§ Exercise aim: Below is some material; transcribe all of it exactly.

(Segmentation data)
+++
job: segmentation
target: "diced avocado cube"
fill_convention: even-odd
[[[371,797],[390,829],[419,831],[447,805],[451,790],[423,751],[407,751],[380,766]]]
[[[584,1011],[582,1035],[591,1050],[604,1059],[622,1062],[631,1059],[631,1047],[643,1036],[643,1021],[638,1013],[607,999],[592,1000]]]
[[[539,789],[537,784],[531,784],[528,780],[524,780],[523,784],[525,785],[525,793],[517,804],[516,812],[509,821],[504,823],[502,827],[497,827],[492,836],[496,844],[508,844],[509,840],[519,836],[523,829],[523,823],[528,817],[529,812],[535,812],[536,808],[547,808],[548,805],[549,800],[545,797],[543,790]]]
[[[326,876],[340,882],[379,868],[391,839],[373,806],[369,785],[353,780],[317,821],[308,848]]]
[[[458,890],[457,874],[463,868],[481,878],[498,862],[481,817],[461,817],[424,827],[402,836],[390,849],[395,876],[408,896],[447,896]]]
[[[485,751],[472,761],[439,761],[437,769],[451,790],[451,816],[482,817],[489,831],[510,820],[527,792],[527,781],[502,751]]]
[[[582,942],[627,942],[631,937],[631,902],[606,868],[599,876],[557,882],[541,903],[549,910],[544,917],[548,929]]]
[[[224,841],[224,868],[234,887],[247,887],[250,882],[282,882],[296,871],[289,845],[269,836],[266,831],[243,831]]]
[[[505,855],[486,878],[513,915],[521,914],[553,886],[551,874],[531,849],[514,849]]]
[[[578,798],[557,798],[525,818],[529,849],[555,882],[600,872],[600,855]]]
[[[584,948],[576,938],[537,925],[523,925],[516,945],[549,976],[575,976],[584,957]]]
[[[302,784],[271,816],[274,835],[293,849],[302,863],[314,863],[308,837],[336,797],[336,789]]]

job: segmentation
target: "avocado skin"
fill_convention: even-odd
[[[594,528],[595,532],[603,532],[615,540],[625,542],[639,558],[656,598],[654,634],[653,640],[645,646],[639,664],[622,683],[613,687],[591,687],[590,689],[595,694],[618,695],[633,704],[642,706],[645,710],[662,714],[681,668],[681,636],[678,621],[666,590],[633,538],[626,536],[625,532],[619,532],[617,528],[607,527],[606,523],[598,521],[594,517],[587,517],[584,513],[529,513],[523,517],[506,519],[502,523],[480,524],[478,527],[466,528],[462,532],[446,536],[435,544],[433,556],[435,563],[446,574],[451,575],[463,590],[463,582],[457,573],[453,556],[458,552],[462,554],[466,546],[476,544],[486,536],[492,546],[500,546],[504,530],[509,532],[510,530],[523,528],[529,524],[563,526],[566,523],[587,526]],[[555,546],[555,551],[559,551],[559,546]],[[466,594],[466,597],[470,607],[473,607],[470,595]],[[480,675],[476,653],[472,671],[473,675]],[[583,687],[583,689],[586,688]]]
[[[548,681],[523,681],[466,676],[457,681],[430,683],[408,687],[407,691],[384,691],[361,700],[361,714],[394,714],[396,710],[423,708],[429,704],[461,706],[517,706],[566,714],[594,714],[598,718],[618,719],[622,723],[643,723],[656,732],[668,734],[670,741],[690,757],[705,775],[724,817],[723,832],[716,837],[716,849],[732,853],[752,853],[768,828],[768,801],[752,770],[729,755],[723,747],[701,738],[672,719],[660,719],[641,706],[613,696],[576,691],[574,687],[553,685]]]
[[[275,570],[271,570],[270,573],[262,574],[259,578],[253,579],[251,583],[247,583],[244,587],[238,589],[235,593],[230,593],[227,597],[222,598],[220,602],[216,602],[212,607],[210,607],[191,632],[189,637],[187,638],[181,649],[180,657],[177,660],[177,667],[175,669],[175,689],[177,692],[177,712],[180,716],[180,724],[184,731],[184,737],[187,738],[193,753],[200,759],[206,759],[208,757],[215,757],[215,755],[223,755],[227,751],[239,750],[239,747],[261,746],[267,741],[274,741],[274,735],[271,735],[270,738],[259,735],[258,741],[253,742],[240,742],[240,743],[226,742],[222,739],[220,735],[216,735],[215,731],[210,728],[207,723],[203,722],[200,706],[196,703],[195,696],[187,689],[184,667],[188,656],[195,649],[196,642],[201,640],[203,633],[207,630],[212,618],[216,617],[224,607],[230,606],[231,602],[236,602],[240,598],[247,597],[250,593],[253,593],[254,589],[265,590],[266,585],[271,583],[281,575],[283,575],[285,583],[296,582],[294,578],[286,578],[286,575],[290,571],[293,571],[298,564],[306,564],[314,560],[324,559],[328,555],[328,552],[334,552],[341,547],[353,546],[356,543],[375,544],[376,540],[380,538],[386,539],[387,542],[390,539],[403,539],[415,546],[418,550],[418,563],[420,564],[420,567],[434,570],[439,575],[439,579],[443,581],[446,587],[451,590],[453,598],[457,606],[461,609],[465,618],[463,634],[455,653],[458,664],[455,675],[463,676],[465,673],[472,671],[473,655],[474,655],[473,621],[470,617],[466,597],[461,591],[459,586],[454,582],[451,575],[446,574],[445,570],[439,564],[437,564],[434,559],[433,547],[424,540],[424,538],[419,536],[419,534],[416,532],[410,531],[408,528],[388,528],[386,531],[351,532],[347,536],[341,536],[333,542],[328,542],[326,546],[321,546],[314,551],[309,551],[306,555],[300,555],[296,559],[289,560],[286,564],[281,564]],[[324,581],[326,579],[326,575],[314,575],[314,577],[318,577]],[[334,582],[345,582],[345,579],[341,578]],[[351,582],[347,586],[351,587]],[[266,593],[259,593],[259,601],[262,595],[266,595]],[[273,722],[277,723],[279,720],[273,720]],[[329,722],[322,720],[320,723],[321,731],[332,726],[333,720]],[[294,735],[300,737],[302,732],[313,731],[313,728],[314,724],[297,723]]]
+++
§ Solution:
job: segmentation
target: "diced avocado cube"
fill_convention: even-odd
[[[371,797],[390,829],[419,831],[447,805],[451,790],[423,751],[407,751],[380,766]]]
[[[584,1011],[582,1035],[591,1050],[604,1059],[622,1062],[631,1059],[631,1047],[643,1036],[643,1021],[638,1013],[607,999],[592,1000]]]
[[[539,789],[537,784],[531,784],[528,780],[524,780],[523,784],[525,785],[525,793],[517,804],[516,812],[509,821],[504,823],[502,827],[497,827],[492,836],[496,844],[508,844],[509,840],[519,836],[523,829],[523,823],[528,817],[529,812],[535,812],[536,808],[547,808],[548,805],[549,800],[545,797],[543,790]]]
[[[326,876],[340,882],[379,868],[391,839],[373,806],[369,785],[353,780],[317,821],[308,848]]]
[[[458,890],[457,874],[463,868],[481,878],[498,862],[481,817],[461,817],[424,827],[402,836],[390,849],[395,876],[408,896],[447,896]]]
[[[485,751],[472,761],[439,761],[437,769],[451,790],[451,816],[482,817],[489,831],[510,820],[527,792],[527,781],[502,751]]]
[[[582,942],[627,942],[631,937],[631,902],[606,868],[599,876],[557,882],[541,903],[549,910],[544,917],[548,929]]]
[[[224,841],[224,868],[234,887],[247,887],[250,882],[282,882],[296,871],[289,845],[269,836],[266,831],[243,831]]]
[[[505,855],[486,878],[513,915],[521,914],[553,886],[551,874],[531,849],[514,849]]]
[[[578,798],[557,798],[525,818],[529,849],[555,882],[600,872],[600,855]]]
[[[584,948],[576,938],[537,925],[523,925],[516,945],[549,976],[575,976],[584,957]]]
[[[302,784],[271,816],[274,835],[293,849],[302,863],[314,863],[308,837],[336,797],[336,789]]]

job: segmentation
target: "avocado skin"
fill_convention: even-odd
[[[594,528],[595,532],[603,532],[615,540],[625,542],[639,558],[656,598],[654,634],[653,640],[645,646],[639,664],[622,683],[613,687],[591,687],[590,689],[595,694],[618,695],[633,704],[642,706],[645,710],[662,714],[681,668],[681,636],[678,621],[666,590],[633,538],[626,536],[625,532],[619,532],[617,528],[607,527],[606,523],[598,521],[594,517],[587,517],[584,513],[529,513],[523,517],[506,519],[502,523],[480,524],[478,527],[466,528],[462,532],[446,536],[435,544],[433,556],[435,563],[446,574],[451,575],[463,590],[463,582],[457,573],[453,556],[458,552],[462,554],[466,546],[476,544],[486,536],[492,546],[500,546],[504,530],[509,532],[510,530],[523,528],[529,524],[563,526],[566,523],[587,526]],[[555,546],[555,551],[559,551],[559,546]],[[466,594],[466,597],[470,607],[473,607],[470,595]],[[480,675],[476,653],[472,671],[473,675]],[[583,687],[583,689],[586,688]]]
[[[548,681],[523,681],[466,676],[457,681],[430,683],[408,687],[407,691],[384,691],[361,700],[361,714],[394,714],[396,710],[423,708],[429,704],[461,706],[517,706],[566,714],[594,714],[598,718],[618,719],[622,723],[643,723],[656,732],[668,734],[670,741],[690,757],[705,775],[724,817],[723,832],[716,837],[716,849],[732,853],[752,853],[768,828],[768,801],[752,770],[729,755],[723,747],[701,738],[672,719],[660,719],[641,706],[613,696],[576,691],[574,687],[553,685]]]
[[[275,570],[271,570],[270,573],[262,574],[259,578],[253,579],[251,583],[247,583],[244,587],[238,589],[235,593],[230,593],[227,597],[222,598],[220,602],[216,602],[212,607],[210,607],[191,632],[189,637],[187,638],[181,649],[180,657],[177,660],[177,667],[175,669],[175,689],[177,692],[177,712],[180,716],[180,724],[184,731],[184,737],[187,738],[193,753],[200,759],[206,759],[208,757],[215,757],[215,755],[223,755],[227,751],[239,750],[239,747],[261,746],[267,741],[274,741],[274,735],[271,735],[270,738],[259,735],[258,741],[253,742],[240,742],[240,743],[226,742],[222,739],[220,735],[216,735],[215,731],[210,728],[207,723],[203,722],[200,706],[196,703],[195,696],[187,689],[184,667],[188,656],[195,649],[196,642],[201,640],[203,633],[207,630],[212,618],[216,617],[224,607],[230,606],[231,602],[236,602],[240,598],[247,597],[250,593],[253,593],[254,589],[265,590],[266,585],[271,583],[281,575],[283,575],[285,583],[296,582],[294,578],[286,578],[286,575],[290,571],[293,571],[298,564],[306,564],[314,560],[324,559],[328,555],[328,552],[334,552],[341,547],[353,546],[356,543],[375,544],[376,540],[380,538],[386,539],[387,542],[390,539],[403,539],[415,546],[418,550],[418,563],[420,564],[420,567],[434,570],[439,575],[439,579],[443,581],[446,587],[451,590],[453,598],[457,606],[461,609],[465,618],[463,634],[455,653],[458,664],[455,675],[463,676],[465,673],[472,671],[473,655],[474,655],[473,621],[470,617],[466,597],[461,591],[459,586],[454,582],[451,575],[446,574],[445,570],[439,564],[437,564],[434,559],[433,547],[424,540],[424,538],[419,536],[419,534],[416,532],[410,531],[408,528],[388,528],[386,531],[351,532],[347,536],[341,536],[333,542],[328,542],[326,546],[321,546],[314,551],[309,551],[306,555],[300,555],[296,559],[289,560],[286,564],[281,564]],[[324,581],[326,579],[326,575],[314,575],[314,577],[318,577]],[[334,582],[345,582],[345,579],[341,578]],[[351,582],[347,586],[351,587]],[[266,593],[259,593],[259,601],[262,595],[266,595]],[[273,722],[277,723],[279,720],[273,720]],[[329,722],[322,720],[320,723],[321,731],[332,726],[333,720]],[[294,735],[300,737],[302,732],[313,731],[313,728],[314,724],[297,723]]]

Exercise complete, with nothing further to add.